[Collected data entries]
=-=-=

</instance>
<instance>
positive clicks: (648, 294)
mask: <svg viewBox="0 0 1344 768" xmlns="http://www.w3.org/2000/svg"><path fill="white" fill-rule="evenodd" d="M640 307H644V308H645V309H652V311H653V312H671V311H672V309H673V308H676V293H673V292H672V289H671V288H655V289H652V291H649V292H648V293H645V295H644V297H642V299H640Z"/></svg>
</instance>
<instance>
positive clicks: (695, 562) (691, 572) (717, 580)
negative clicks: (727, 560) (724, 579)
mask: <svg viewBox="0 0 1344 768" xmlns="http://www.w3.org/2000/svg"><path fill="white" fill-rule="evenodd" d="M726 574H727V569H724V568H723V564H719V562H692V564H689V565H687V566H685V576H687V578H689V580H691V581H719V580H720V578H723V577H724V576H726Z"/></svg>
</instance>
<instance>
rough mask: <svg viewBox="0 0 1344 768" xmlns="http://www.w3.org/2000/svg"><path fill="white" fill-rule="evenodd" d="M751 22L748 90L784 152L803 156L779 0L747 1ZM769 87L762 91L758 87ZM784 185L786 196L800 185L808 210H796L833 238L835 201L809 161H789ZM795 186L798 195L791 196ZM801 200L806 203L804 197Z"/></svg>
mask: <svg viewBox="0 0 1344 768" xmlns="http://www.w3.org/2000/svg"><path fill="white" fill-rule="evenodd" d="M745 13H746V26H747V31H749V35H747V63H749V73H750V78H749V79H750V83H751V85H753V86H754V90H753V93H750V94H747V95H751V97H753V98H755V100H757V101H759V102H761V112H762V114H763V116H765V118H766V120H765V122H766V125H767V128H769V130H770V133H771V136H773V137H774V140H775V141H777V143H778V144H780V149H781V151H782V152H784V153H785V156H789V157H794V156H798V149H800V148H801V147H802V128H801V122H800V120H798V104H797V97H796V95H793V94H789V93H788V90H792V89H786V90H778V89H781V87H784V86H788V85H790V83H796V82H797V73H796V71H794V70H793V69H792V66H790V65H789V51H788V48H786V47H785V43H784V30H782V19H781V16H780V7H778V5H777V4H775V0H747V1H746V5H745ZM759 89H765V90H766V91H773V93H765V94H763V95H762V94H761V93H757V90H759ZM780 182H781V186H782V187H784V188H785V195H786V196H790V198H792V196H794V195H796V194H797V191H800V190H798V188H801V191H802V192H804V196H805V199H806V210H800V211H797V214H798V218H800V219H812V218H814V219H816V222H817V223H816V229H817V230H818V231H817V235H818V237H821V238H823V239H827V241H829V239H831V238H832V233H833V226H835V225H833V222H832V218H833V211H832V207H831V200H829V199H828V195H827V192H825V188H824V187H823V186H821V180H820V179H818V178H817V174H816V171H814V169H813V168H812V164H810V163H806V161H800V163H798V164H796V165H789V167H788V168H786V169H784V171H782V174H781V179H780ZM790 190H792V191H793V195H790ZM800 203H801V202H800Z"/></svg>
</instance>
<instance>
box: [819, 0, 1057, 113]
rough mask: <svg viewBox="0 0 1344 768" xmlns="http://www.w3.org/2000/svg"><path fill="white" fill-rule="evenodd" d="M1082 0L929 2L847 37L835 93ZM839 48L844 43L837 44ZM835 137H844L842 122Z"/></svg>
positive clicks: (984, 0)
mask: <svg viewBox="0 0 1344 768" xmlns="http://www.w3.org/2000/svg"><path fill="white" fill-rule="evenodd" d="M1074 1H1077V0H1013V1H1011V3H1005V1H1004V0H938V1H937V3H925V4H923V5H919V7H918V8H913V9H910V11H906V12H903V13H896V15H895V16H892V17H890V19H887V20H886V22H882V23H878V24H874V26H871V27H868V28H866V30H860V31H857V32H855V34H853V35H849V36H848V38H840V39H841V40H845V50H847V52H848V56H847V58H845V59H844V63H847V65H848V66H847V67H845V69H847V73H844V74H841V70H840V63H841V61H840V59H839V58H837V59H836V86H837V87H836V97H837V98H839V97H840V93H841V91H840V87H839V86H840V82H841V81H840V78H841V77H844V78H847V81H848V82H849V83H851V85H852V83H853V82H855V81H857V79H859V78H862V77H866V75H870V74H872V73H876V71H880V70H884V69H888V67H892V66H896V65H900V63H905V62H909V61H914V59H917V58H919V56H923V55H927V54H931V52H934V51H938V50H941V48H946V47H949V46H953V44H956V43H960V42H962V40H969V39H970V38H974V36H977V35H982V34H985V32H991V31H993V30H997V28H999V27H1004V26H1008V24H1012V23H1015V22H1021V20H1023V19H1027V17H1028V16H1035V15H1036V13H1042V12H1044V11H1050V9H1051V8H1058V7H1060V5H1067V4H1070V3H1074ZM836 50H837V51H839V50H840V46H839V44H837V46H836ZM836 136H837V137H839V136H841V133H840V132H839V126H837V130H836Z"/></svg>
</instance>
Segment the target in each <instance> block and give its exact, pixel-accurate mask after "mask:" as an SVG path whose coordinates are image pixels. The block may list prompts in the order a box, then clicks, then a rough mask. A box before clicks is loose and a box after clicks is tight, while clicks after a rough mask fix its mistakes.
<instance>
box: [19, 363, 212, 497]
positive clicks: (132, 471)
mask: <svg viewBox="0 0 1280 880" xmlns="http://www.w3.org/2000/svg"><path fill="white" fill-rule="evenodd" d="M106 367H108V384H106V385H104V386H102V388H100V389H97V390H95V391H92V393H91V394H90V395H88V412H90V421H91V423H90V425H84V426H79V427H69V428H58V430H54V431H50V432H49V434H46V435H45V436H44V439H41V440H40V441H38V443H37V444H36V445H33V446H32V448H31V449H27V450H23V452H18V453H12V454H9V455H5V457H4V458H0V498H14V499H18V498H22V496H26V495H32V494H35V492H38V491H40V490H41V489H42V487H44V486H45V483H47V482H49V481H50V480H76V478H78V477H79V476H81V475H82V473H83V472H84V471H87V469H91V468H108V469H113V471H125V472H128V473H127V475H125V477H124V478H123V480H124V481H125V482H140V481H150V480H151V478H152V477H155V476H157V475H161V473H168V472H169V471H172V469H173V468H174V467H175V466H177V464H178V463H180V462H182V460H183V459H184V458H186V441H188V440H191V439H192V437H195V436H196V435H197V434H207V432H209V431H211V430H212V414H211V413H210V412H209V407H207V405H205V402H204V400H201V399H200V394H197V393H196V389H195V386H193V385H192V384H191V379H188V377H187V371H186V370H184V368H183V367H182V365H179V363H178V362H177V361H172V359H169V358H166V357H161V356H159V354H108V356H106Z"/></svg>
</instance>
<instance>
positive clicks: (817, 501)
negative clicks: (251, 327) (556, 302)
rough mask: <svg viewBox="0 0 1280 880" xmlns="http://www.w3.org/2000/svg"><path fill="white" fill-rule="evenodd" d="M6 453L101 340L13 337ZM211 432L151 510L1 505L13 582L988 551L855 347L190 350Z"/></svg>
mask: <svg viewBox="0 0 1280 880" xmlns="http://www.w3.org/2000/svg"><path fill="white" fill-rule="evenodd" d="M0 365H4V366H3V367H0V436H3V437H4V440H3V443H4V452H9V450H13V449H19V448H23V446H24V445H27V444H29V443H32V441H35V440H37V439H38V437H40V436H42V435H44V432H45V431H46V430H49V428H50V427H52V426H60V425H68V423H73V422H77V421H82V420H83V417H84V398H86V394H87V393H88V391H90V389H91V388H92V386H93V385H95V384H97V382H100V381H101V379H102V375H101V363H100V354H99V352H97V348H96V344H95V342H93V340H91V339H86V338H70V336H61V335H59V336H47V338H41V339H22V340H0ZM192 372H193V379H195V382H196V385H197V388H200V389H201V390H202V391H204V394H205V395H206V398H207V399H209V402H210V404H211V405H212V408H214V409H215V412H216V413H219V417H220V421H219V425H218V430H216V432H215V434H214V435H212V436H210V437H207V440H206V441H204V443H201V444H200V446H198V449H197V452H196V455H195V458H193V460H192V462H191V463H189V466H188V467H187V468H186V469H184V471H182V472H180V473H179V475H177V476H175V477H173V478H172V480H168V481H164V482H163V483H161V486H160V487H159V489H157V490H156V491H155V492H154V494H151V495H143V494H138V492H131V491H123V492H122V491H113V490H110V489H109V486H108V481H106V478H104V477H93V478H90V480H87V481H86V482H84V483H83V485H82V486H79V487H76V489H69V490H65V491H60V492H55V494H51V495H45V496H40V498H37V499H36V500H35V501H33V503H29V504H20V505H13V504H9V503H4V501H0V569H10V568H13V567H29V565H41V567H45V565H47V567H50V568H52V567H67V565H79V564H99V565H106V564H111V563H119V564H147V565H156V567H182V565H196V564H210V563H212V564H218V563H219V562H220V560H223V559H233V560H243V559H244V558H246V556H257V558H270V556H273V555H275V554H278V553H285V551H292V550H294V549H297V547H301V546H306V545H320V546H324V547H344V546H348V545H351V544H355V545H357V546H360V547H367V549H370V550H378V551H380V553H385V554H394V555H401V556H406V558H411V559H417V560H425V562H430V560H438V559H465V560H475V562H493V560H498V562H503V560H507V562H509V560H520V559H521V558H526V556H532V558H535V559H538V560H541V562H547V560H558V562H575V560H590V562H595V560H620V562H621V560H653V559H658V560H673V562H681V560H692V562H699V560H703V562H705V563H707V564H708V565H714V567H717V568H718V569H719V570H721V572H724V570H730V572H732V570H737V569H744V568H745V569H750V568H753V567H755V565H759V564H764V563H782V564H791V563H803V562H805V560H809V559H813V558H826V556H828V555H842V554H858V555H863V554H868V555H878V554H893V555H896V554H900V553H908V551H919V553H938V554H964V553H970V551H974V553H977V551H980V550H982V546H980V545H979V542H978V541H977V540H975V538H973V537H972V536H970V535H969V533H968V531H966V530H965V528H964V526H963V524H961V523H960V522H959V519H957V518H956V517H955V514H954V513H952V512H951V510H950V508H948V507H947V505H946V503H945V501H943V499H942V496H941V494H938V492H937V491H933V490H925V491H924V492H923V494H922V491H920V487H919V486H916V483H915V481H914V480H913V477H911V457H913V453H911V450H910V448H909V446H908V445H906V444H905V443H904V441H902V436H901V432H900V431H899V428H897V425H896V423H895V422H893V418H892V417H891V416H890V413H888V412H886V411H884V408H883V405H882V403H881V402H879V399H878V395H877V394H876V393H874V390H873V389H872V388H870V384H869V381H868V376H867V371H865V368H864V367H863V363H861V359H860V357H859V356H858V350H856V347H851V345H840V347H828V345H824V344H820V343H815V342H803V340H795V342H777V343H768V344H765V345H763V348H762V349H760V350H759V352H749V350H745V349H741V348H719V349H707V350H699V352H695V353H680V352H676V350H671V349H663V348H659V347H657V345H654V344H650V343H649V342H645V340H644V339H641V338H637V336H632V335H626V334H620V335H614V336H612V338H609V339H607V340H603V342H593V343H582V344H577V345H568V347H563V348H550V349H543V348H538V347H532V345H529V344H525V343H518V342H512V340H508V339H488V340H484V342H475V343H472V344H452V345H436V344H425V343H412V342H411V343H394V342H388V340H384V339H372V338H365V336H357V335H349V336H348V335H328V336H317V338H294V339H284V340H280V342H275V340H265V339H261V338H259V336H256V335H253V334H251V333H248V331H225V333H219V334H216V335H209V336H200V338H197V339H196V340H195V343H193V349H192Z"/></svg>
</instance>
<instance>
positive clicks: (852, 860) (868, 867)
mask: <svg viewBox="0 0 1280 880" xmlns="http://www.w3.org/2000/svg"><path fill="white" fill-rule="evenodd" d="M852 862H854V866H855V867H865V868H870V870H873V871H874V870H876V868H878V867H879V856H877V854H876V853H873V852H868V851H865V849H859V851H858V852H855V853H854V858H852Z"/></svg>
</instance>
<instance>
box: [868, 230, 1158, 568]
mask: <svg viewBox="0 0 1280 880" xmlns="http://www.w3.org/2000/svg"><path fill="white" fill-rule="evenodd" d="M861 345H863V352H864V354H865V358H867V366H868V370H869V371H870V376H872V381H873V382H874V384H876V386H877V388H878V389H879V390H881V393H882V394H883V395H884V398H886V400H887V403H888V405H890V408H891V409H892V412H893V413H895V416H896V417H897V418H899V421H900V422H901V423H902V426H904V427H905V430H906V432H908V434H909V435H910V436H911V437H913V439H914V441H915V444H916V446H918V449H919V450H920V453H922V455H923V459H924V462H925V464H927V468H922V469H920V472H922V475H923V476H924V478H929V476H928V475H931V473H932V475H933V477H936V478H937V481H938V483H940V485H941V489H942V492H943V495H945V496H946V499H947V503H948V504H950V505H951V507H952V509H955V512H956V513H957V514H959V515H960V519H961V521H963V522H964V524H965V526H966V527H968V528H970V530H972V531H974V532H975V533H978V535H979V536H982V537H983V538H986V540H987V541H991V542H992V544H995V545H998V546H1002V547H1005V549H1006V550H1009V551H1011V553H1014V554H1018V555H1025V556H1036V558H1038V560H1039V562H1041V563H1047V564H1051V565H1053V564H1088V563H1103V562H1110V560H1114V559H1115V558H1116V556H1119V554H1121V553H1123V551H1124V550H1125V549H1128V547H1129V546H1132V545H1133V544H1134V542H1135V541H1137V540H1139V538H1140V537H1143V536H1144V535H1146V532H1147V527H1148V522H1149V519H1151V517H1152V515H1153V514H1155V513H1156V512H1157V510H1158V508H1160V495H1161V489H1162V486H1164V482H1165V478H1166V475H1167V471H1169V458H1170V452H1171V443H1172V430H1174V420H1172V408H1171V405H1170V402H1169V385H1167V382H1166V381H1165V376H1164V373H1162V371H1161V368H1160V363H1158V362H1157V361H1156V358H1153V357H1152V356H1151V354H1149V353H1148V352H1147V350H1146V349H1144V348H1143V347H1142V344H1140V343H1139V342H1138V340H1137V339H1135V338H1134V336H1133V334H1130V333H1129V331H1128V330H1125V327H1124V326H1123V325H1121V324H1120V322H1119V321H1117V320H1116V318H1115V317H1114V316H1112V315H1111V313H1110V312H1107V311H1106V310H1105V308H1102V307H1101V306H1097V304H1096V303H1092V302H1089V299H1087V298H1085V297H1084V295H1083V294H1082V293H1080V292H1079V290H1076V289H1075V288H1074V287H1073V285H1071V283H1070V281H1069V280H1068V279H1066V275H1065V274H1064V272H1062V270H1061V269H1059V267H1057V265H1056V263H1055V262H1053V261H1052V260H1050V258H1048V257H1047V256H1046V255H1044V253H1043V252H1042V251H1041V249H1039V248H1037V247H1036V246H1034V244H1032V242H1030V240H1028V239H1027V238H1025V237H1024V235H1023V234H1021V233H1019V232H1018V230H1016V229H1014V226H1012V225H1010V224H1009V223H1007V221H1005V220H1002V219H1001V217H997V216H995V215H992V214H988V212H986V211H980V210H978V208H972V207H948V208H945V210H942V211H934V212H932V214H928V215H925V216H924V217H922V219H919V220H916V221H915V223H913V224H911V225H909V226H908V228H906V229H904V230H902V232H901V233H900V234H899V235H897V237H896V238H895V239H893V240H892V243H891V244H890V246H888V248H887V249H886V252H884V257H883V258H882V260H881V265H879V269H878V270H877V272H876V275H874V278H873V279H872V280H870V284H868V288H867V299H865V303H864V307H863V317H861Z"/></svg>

=-=-=

To do. Can you gather every line in the items that contains the string "positive"?

Exercise result.
positive clicks: (648, 294)
positive clicks: (695, 562) (691, 572) (717, 580)
positive clicks: (984, 0)
positive clicks: (132, 471)
positive clicks: (817, 501)
positive clicks: (852, 860) (868, 867)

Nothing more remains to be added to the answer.